Stored data entries

※

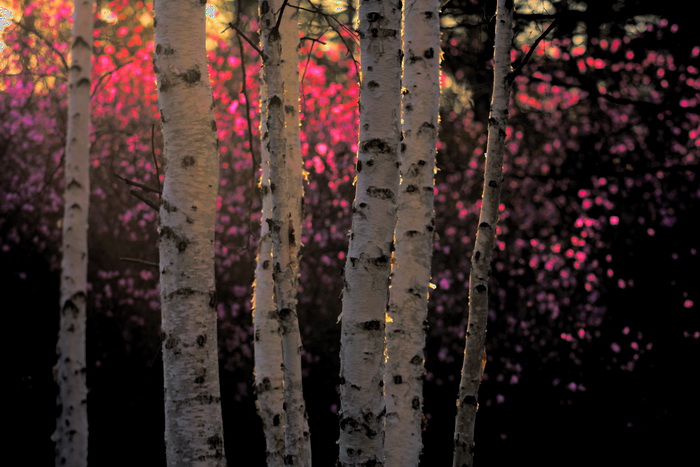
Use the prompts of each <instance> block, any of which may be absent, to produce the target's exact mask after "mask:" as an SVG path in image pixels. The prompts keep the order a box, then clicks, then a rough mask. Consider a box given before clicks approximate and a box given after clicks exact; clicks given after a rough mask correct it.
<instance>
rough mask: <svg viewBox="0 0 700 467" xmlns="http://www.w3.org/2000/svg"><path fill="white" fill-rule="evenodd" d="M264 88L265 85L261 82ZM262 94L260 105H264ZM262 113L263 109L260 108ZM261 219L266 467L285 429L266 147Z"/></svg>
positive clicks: (261, 284)
mask: <svg viewBox="0 0 700 467" xmlns="http://www.w3.org/2000/svg"><path fill="white" fill-rule="evenodd" d="M261 88H262V89H264V83H261ZM265 100H266V99H265V95H264V94H263V96H262V102H263V104H264V102H265ZM261 108H262V112H263V114H264V113H265V108H264V106H261ZM260 133H261V134H263V135H264V134H265V133H267V125H266V122H265V119H264V118H263V119H262V122H261V131H260ZM260 155H261V157H260V161H261V176H260V191H261V193H262V216H261V224H260V242H259V243H258V257H257V261H256V266H255V283H254V284H253V287H254V293H253V327H254V330H255V337H254V340H253V352H254V354H255V393H256V397H257V401H256V403H257V407H258V415H259V416H260V418H261V420H262V424H263V431H264V433H265V446H266V460H267V465H268V466H269V467H281V466H283V465H284V429H285V426H286V424H287V422H286V414H285V412H284V372H283V367H282V365H283V363H282V336H281V329H280V324H279V320H278V317H277V305H276V304H275V296H274V281H273V278H272V237H271V235H270V222H272V192H271V191H270V153H269V152H268V151H267V148H266V147H265V145H263V146H262V147H261V151H260Z"/></svg>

※

■ Work required ■
Reproduce all the records above verbatim, leaving out the pictures.

■ Solution to this task ■
Use the prompts of each <instance> block, any of which may be absent, to produce the target's exact mask after "mask:" as an SVG path in image pixels. The prompts keep the order a box, then clicks, then a rough mask. Consider a box given before clicks approximate and a box given after clicks exact; clicks given after a rough mask correct it.
<instance>
rough mask: <svg viewBox="0 0 700 467" xmlns="http://www.w3.org/2000/svg"><path fill="white" fill-rule="evenodd" d="M264 88L265 85L261 82ZM262 94L260 105H264ZM262 113L263 109L260 108ZM261 219L266 467L285 429L266 147Z"/></svg>
positive clicks: (261, 284)
mask: <svg viewBox="0 0 700 467" xmlns="http://www.w3.org/2000/svg"><path fill="white" fill-rule="evenodd" d="M261 88H262V89H264V83H261ZM265 100H266V99H265V95H264V94H263V96H262V102H263V104H264V102H265ZM261 108H262V112H263V114H264V113H265V108H264V106H261ZM260 133H261V134H263V135H264V134H265V133H267V125H266V122H265V119H264V118H263V119H262V122H261V131H260ZM260 155H261V157H260V161H261V176H260V191H261V193H262V216H261V224H260V242H259V243H258V257H257V261H256V266H255V283H254V284H253V287H254V293H253V327H254V330H255V337H254V340H253V352H254V354H255V393H256V397H257V401H256V403H257V407H258V415H259V416H260V418H261V420H262V424H263V431H264V433H265V446H266V460H267V465H268V466H269V467H281V466H283V465H284V429H285V426H286V424H287V422H286V414H285V412H284V372H283V367H282V365H283V363H282V336H281V329H280V324H279V320H278V317H277V305H276V304H275V296H274V281H273V278H272V237H271V235H270V222H272V192H271V191H270V153H269V152H268V151H267V148H266V147H265V145H263V146H262V147H261V151H260Z"/></svg>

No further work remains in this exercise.